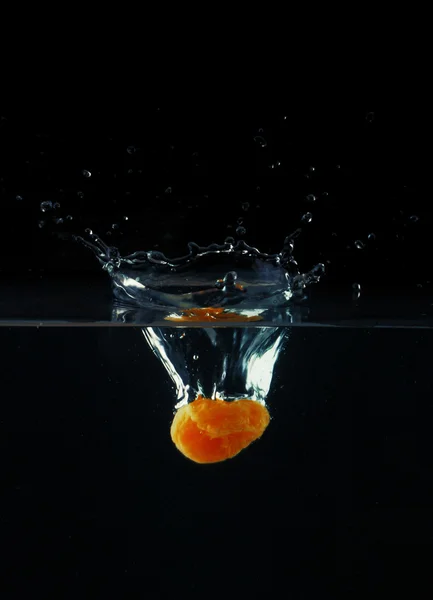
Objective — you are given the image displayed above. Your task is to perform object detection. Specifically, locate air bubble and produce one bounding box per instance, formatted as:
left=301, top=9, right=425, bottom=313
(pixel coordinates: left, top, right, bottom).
left=254, top=135, right=268, bottom=148
left=40, top=200, right=53, bottom=212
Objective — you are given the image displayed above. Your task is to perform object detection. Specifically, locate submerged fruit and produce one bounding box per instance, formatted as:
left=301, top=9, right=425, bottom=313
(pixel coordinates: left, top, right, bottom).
left=170, top=396, right=270, bottom=463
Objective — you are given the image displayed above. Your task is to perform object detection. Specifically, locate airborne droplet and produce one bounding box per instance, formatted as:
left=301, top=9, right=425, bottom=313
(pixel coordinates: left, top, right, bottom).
left=40, top=200, right=53, bottom=212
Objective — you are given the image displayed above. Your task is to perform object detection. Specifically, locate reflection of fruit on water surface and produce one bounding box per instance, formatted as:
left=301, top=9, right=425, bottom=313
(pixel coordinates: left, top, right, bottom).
left=165, top=307, right=263, bottom=322
left=171, top=395, right=270, bottom=463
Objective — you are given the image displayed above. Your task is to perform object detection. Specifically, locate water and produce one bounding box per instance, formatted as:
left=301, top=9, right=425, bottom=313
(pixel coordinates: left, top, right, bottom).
left=0, top=326, right=433, bottom=595
left=0, top=105, right=433, bottom=598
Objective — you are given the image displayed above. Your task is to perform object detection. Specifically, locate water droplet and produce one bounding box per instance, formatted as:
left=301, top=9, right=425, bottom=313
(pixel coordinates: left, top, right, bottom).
left=254, top=135, right=268, bottom=148
left=40, top=200, right=53, bottom=212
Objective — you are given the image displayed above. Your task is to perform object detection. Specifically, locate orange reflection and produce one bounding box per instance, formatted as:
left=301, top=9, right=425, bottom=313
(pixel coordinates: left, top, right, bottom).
left=164, top=307, right=263, bottom=322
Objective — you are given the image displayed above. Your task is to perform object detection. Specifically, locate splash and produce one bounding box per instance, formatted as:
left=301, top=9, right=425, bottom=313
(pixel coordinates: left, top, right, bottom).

──────────

[WRITTEN REQUEST]
Reproduce the lines above without any change. Begin at the line that contains "locate water and" and stop after the line that contains "left=0, top=326, right=433, bottom=595".

[ANSWER FOR THIS EXERCISE]
Objective — you are given the image displayed above. Your task is to perform object detection. Specifically, locate water and produce one bounding box per instance, formatted as:
left=301, top=9, right=425, bottom=313
(pixel coordinates: left, top, right, bottom).
left=0, top=326, right=433, bottom=595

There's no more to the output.